Problem to work on →
All of the entries must be reproduced exactly, with no images carried over.

■ ■ ■

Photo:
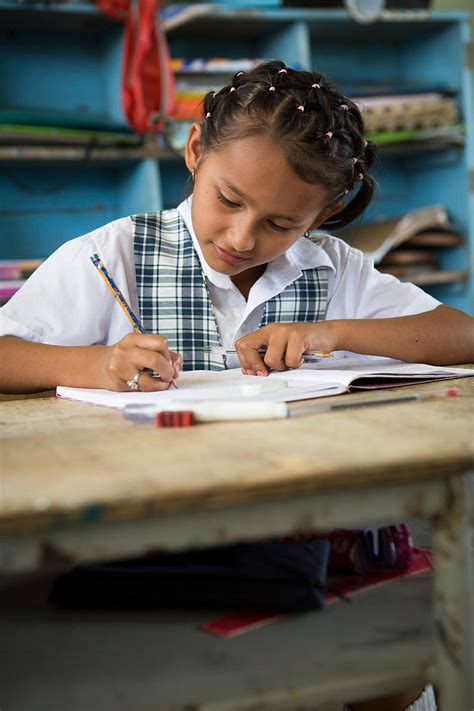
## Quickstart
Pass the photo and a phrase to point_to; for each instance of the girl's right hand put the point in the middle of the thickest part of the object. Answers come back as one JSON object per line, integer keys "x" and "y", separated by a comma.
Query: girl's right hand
{"x": 135, "y": 353}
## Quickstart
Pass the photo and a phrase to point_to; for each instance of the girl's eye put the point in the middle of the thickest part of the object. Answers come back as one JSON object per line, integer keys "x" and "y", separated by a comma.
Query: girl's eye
{"x": 278, "y": 228}
{"x": 226, "y": 202}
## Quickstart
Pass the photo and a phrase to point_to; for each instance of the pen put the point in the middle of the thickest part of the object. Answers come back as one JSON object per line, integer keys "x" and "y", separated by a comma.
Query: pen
{"x": 309, "y": 356}
{"x": 119, "y": 297}
{"x": 180, "y": 413}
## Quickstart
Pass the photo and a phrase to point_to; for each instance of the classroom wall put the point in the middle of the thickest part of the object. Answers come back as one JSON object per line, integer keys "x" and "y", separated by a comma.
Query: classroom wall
{"x": 459, "y": 5}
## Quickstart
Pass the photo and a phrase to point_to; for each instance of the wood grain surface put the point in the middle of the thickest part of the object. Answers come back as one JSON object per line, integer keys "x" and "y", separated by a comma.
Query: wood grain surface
{"x": 71, "y": 460}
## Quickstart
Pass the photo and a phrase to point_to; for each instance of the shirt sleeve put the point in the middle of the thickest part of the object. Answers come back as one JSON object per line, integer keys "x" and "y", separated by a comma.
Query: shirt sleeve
{"x": 357, "y": 290}
{"x": 66, "y": 301}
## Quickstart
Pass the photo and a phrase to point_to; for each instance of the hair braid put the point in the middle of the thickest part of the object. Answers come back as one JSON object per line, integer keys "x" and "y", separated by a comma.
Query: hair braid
{"x": 320, "y": 131}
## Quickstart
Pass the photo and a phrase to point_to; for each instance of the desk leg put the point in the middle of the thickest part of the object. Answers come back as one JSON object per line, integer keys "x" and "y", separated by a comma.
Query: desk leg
{"x": 453, "y": 606}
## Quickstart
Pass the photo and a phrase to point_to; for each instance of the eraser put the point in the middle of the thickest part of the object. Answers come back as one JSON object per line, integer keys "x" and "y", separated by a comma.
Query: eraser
{"x": 174, "y": 418}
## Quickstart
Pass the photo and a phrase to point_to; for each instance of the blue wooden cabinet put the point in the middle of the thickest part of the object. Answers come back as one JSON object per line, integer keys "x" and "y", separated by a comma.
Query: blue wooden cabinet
{"x": 62, "y": 62}
{"x": 405, "y": 47}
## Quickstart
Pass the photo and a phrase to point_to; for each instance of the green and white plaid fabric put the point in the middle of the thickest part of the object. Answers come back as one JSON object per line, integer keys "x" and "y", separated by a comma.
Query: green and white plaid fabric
{"x": 174, "y": 300}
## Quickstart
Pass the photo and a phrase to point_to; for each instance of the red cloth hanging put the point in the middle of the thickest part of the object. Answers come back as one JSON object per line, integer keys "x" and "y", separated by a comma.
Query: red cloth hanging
{"x": 148, "y": 93}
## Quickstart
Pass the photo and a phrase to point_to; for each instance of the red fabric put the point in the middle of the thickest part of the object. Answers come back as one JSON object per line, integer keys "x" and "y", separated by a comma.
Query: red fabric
{"x": 147, "y": 80}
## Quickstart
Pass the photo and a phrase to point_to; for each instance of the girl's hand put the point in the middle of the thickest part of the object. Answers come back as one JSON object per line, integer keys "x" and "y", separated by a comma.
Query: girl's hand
{"x": 284, "y": 344}
{"x": 137, "y": 352}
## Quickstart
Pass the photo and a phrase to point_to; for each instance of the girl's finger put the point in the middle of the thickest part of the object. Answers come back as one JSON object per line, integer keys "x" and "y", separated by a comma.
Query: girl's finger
{"x": 152, "y": 342}
{"x": 294, "y": 352}
{"x": 144, "y": 359}
{"x": 148, "y": 383}
{"x": 250, "y": 359}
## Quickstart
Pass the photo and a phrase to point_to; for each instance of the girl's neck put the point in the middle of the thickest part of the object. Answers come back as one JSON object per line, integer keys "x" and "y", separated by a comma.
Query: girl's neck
{"x": 245, "y": 280}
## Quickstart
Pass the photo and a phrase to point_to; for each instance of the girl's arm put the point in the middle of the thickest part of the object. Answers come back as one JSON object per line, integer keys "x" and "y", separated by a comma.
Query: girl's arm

■ ■ ■

Written reply →
Photo:
## Quickstart
Pass the photo and a phrase to point_to; for each instance of the girl's right hand put the point in the middle of the thickest part of the object. Answers come back as one JSON object per line, integer keys "x" and "y", separated by a comma.
Query: girl's right hand
{"x": 135, "y": 353}
## Quickstart
Pass the photo and a phrase to point_to; for each instance of the girl's eye put the point in the middle of the thickest part of the object. Answers come back as one JSON object per line, integer keys "x" and "y", separated by a comma.
Query: girl's eye
{"x": 278, "y": 228}
{"x": 226, "y": 202}
## Quickstart
Pass the photo and a phrase to point_to; for each instance of the pen put the point in the middle of the thickest part of the object. Answers come back as one JSON object per line, integer keys "x" and "y", separated by a comma.
Query: pen
{"x": 309, "y": 356}
{"x": 119, "y": 297}
{"x": 180, "y": 413}
## Quickstart
Pass the photo and a phrase to point_to; for each instance of the classroom wall put the point in the middle of the thickest part of the object. Answers come back as one JSON object per line, integer keys "x" and "y", separated by a comma.
Query: classroom wall
{"x": 459, "y": 5}
## Quickstart
Pass the photo and a phrase to point_to; for each instance of the wood grain surface put the point in the middle of the thickest part of the object. Answers come back as one JSON object per line, integer keys "x" and "y", separated by a comma.
Query: wood grain surface
{"x": 71, "y": 460}
## Quickstart
Pass the photo and a phrase to point_to; for each instance of the shirt sleeve put the point in the middle of the thickest part of the object. Answers come back as one JSON object per line, integer keys "x" and "y", separated by a comma.
Query: shirt sleeve
{"x": 357, "y": 290}
{"x": 66, "y": 301}
## Quickstart
Pass the photo and a phrase to point_to; for each instance of the hair braid put the point in the middle of the thickest part of the object. Answers come back as one JSON object per line, integer keys "x" and "y", separated by a comma.
Query: hair braid
{"x": 320, "y": 131}
## Quickstart
Pass the photo and a phrase to point_to; for each instance of the desk leg put the point in the middle of the thickest part of the object. Answers come back as one JSON object per line, integer keys "x" and "y", separated by a comma.
Query: desk leg
{"x": 453, "y": 606}
## Quickstart
Pass the photo and a phrase to point_to; for each instance of the eraser put the point in the middle of the thickest part of the object. Answers come back as one JSON object per line, integer keys "x" and "y", separated by a comma.
Query: eraser
{"x": 174, "y": 418}
## Quickstart
Pass the photo and a phrase to point_to; for each instance of the blue wooden cabinet put the point in the middle of the thickest part of the object. Answers come back as one JSON object per line, integer keys "x" and "y", separated by a comma.
Query: blue wooden cabinet
{"x": 62, "y": 62}
{"x": 405, "y": 47}
## Quickstart
Pass the photo and a phrase to point_to; for each instance of the green and white plaid fabric put the point in the middle of the thickest part of the object. Answers come back as one JSON object per line, integer keys "x" and "y", separated by a comma.
Query: green and white plaid fabric
{"x": 174, "y": 300}
## Quickstart
Pass the photo and a phrase to point_to; for each instance of the red cloth hanging put the point in the middle of the thickest part of the object. Answers come back as one JSON object per line, integer keys "x" and "y", separated by a comma.
Query: red cloth hanging
{"x": 148, "y": 93}
## Quickstart
Pass the photo and a phrase to point_to; for each instance of the red fabric put the point in the middle of the thickest part of the object. Answers come back as one JSON object per line, integer keys "x" and "y", separated by a comma.
Query: red fabric
{"x": 147, "y": 80}
## Quickstart
Pass the photo and a phrase to point_to; for each instance of the girl's hand put the point in the middle of the thickest part of the object. Answers come back as one JSON object per line, integer keys "x" and "y", separated by a comma.
Query: girl's hand
{"x": 284, "y": 344}
{"x": 137, "y": 352}
## Quickstart
Pass the photo and a phrase to point_to; for each instance of the girl's finger put the point in the middle of the thickest part of the object. Answers come back as one JSON object per line, integer keys "x" and "y", separated by a comma.
Query: girl's finger
{"x": 152, "y": 342}
{"x": 294, "y": 352}
{"x": 144, "y": 359}
{"x": 148, "y": 383}
{"x": 250, "y": 359}
## Quickstart
Pass the photo and a phrase to point_to; for each instance of the girl's neck put the point in the middle of the thickest part of the object. Answers come back as one JSON object per line, integer keys "x" and "y", separated by a comma.
Query: girl's neck
{"x": 245, "y": 280}
## Quickstart
Pass the photo and a phrase to point_to; for each instance of the girl's arm put the point in the middle of the thickest part of the object. Answers come back as one JSON object per line, integer keys "x" and "y", separated by a comma.
Query: girl's arm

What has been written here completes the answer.